Questions to answer:
a) Answer these questions from the article on how much alcohol is too much, giving each answer on its own line with the matching label.
(i) What weekly limit does the article set for women?
(ii) Besides antioxidants, what does the article name as a substance red wine is a source of?
(iii) How many drinks a week does drinking two drinks every day add up to?
b) Write the next part of the article on how much alcohol is too much, picking up after its final sentence.

Excerpted text:
☆ ☆ ☆ ☆ ☆

Alcohol. How much is too much? November 18 2015, 0 Comments
When trying to determine if your drinking habits are worrisome, you'll likely wonder: How much is too much?
Millions of people drink alcoholic beverages on a regular basis without ever developing a drinking problem; they do not become alcohol abusers, alcohol dependent, or alcoholics. But how do you know if you are drinking at a safe level? How much alcohol can you drink and still be considered a low-risk drinker?
Research has shown that women develop alcohol problems at lower levels of consumption than men. Therefore, the guidelines for low-risk drinking are lower for females.
Guidelines for women are three or fewer standard drinks a day and no more than seven drinks per week. As for men, both the daily and weekly standards must be met to remain in the low-risk category.
If you drink only two drinks a day, but drink them every day, that is 14 drinks a week -- twice the recommended amount for low-risk consumption.
What about Red Wine?
Red wine is, indeed, an excellent source of antioxidants (so are the grapes it’s made from) as well as resveratrol. Alcohol (in moderation) has been shown to reduce the risk of heart attack and stroke, and may decrease the risk for developing type 2 diabetes.

☆ ☆ ☆ ☆ ☆

Material provided:
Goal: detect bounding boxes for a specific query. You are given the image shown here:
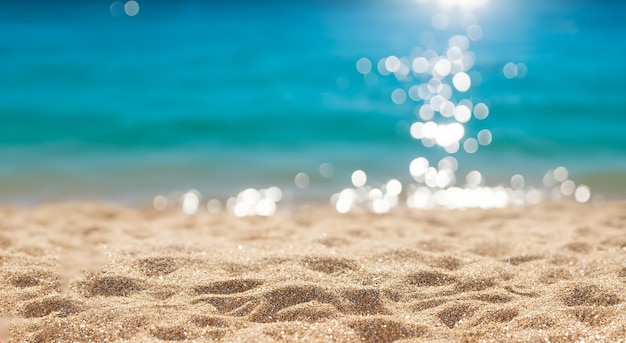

☆ ☆ ☆ ☆ ☆

Activity answers:
a)
(i) No more than seven drinks per week.
(ii) Resveratrol.
(iii) 14 drinks a week.

b)
Unfortunately, many people overindulge without regard for the negative health consequences of alcohol, or the excess, "empty" calories it contains. Moderate alcohol intake is defined as no more than two drinks for men, and one drink for women, per day. Studies have shown that high alcohol intake increases aromatization of androgens to estrogen, and impedes the liver’s ability to clear excess estrogen from the body.
In women, more than one drink per day can increase breast cancer risk. In men, more than two drinks per day boost estrogen levels within the liver and may lead to weight gain in the waist and the development of "man boobs.” Heavy drinking in men—defined as four or more drinks per day, five or more days per week—increases the risk for aggressive forms of prostate cancer.